▸ **Problem to solve**:
Copy out every item below verbatim, leaving out the pictures.

# Supplied records start

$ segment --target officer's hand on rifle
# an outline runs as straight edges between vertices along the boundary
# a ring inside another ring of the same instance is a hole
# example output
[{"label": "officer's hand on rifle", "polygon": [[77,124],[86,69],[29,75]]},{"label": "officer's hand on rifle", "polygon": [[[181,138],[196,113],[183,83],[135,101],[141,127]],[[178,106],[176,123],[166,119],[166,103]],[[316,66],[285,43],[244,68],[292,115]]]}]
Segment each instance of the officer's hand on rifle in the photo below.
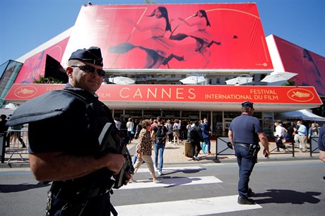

# Supplied records end

▸ **Solution**:
$ segment --target officer's hand on rifle
# an outline runs as straight edges between vertices along the boundary
# a ring inside another ring of the same instance is a hole
# example output
[{"label": "officer's hand on rifle", "polygon": [[77,124],[86,69],[29,75]]},{"label": "officer's hand on rifle", "polygon": [[[181,138],[196,113],[183,83],[135,101],[141,127]],[[178,106],[176,123],[166,119],[166,103]],[[316,66],[285,43],[244,68],[292,115]]]}]
Segment each instance of the officer's hand on rifle in the photo below.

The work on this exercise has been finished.